## BEGIN Provided text

Hello everyone! I generally hang out on cloudynights but this thread is far more active than anything I've found over there so I thought I'd hop across the pond for a bit of advice. I recently got a Samyang 135 and I'm attempting to pair it with a Poseidon C.  My first tests have not gone very well. I'm using an EF version of the lens with a ZWO Canon bayonet/filter drawer.  I've shimmed the bayonet adapter to a very tight fit with no obvious play when applying pressure.  I started with a backspacing of 44.6mm since I'm using a 2mm thick optolong UV/IR filter. With the lens pointed to zenith to rule out tilt from droop I was getting very poor stars in all corners. I tried f/2.8 to no avail.  I'm curious if people also account the for optical length added by the protective windows on their cameras?  The Poseidon has a 2mm thick window so my plan on the next clear night was to start with ~45.3mm of backspacing (44 + 2/3 +2/3) to account for the 2mm thick UV/IR and the 2mm protective window then start adding/subtracting 0.1mm spacers.  I've removed the hard stop for ease of use with my autofocuser.

## END Provided text

=== Task to complete ===
For the forum post above about pairing a Samyang 135 with a Poseidon C, say whether each statement agrees with it. Answer yes or no for each, and quote the deciding words.
1. The lens is an EF version.
2. Stopping the lens down to f/2.8 fixed the stars.
3. The Poseidon's protective window is 2mm thick.

## BEGIN Supplied data

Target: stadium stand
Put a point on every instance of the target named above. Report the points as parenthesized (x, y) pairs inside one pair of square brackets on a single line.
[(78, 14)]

## END Supplied data

=== Answer to the problem ===
1. Yes: "I'm using an EF version of the lens with a ZWO Canon bayonet/filter drawer."
2. No: "I tried f/2.8 to no avail."
3. Yes: "The Poseidon has a 2mm thick window"